Excerpt:

######

I think that religions are man made, they are part of human culture and they work around how peoples minds work, there is no one true faith and there is no dilemma about different belief systems if, in the absence of definitive evidence, we view them in that light.
I think that life on earth is a combination of an initial biochemical reaction under the laws of physics followed by nearly 4 billion years of mechanical undirected (but not random) sorting producing remarkable diversity. This is not a faith based position, evidence of life on Earth goes back over 3 billion years, life does not require any special type of matter or energy and it doesn't disobey natural law. Pinning down the process of abiogenesis is the mystery here, once there is a replicating organic molecule with variation and differential survival then evolution will generate novel forms. Given the smallest/least complex molecule that can replicate with variation, the number of possible worlds this can take place, the number of places on those world where these types of molecules can be produced the origin of life in the universe becomes a question of probability, and we know that it worked out on at least one planet.
I think that the nature of the universe is an open question that religion ignored (by explaining everything from an initial answer/guess) one for which science has begun to scratch the surface.
There is no cause to suppose God when the big questions have better explanations and the mysterious unknowns only leave room for a deity so impotent or malicious that it is pointless to worship.
In principle I am open to the possibility that there is a God out there, but it would demand strong evidence, otherwise my position is indistinguishable from God in nature.

######

Activity 1: In the passage on religion and the origin of life, how far back does evidence of life on Earth go?
Activity 2: Pick up the passage on religion and the origin of life after its final sentence and carry it forward.

######

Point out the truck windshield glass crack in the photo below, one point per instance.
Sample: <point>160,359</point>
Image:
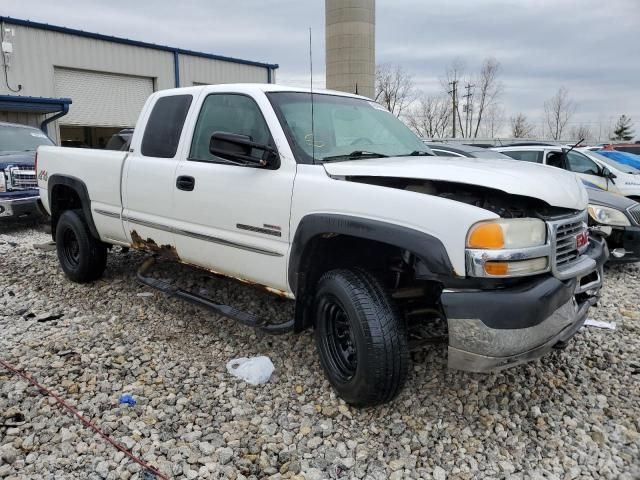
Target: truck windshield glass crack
<point>342,127</point>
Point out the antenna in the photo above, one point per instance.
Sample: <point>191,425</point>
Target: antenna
<point>313,132</point>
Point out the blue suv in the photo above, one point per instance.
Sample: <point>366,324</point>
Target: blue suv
<point>18,184</point>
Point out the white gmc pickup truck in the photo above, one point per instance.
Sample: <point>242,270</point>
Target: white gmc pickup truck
<point>378,242</point>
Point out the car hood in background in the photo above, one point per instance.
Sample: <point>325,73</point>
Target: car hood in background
<point>552,185</point>
<point>17,158</point>
<point>608,199</point>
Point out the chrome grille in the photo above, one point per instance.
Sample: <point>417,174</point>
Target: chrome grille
<point>566,251</point>
<point>635,213</point>
<point>22,177</point>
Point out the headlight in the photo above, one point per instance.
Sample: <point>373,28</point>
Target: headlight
<point>507,233</point>
<point>608,216</point>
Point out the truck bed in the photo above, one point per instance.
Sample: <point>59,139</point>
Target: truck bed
<point>100,171</point>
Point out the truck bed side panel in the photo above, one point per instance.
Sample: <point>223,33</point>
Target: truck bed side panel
<point>100,171</point>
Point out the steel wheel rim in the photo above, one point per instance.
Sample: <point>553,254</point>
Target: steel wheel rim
<point>338,339</point>
<point>71,248</point>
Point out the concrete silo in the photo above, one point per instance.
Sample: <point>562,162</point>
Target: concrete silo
<point>350,45</point>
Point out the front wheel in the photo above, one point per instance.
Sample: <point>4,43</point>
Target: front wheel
<point>82,257</point>
<point>361,339</point>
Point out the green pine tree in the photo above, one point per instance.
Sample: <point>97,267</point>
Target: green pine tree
<point>623,131</point>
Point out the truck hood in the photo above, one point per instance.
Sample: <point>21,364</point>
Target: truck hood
<point>17,158</point>
<point>557,187</point>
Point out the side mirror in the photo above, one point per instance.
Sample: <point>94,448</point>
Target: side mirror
<point>242,149</point>
<point>608,173</point>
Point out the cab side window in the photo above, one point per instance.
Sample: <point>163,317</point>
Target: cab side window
<point>579,163</point>
<point>525,155</point>
<point>229,113</point>
<point>164,126</point>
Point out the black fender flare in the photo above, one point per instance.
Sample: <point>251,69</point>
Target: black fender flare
<point>427,248</point>
<point>80,188</point>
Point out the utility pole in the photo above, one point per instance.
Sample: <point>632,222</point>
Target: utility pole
<point>467,109</point>
<point>454,98</point>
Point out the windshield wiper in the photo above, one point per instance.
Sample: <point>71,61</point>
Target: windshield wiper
<point>355,155</point>
<point>417,153</point>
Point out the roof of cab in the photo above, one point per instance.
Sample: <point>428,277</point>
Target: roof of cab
<point>256,87</point>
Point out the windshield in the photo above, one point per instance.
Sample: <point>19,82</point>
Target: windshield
<point>345,128</point>
<point>612,163</point>
<point>21,139</point>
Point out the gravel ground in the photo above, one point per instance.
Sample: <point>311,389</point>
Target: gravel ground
<point>575,414</point>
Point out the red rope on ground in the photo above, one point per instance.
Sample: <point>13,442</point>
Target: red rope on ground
<point>84,420</point>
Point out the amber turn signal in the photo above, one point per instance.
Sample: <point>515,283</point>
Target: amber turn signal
<point>486,235</point>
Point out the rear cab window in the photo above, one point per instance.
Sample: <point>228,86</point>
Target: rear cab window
<point>164,126</point>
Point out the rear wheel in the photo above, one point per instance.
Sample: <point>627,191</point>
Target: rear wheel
<point>82,257</point>
<point>361,339</point>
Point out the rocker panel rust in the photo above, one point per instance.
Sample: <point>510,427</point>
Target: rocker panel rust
<point>169,251</point>
<point>149,245</point>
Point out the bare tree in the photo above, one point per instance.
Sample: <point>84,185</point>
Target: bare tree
<point>558,111</point>
<point>580,132</point>
<point>520,126</point>
<point>488,88</point>
<point>452,83</point>
<point>430,117</point>
<point>493,121</point>
<point>394,88</point>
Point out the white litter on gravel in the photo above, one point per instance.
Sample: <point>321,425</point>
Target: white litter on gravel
<point>589,322</point>
<point>255,370</point>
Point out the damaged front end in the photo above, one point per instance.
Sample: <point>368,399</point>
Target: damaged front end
<point>530,277</point>
<point>495,328</point>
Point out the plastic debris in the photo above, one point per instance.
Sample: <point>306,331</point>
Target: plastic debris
<point>600,324</point>
<point>127,399</point>
<point>254,370</point>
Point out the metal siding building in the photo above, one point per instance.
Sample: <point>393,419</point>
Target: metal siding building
<point>103,81</point>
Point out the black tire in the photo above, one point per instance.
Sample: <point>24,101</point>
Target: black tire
<point>361,339</point>
<point>83,258</point>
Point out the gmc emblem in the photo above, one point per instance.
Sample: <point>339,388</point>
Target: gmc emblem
<point>581,239</point>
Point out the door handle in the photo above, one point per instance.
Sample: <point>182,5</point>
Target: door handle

######

Exercise output 1: Over 3 billion years.

Exercise output 2:
I find it interesting that people view theistic evolution as a good way of reconciling God and the real world, when the blind process of evolution is predicated upon rather harsh Malthusian principles. What entity would use 13.7 billion years, unfathomable quantities of energy, 99.999 ad infinitum percent of beings that ever existed just to bring humans into existence. A deity that relies on so much wastage, death and suffering to produce a single species seems unworthy of worship; and if God further divorced from human affairs as a first cause that set the laws of physics and the rest is emergent then the position is indistinguishable from an agnostic one.
This is not a dilemma in the absence of God, we can place our existence into a natural framework and do away with the need to justify events in relation to any God; we can still experience the pleasures and pains of existence, appreciate the beautiful, feel the spiritual, wonder about the mysterious and do all this without having to suspend our disbelief or accept absurdities.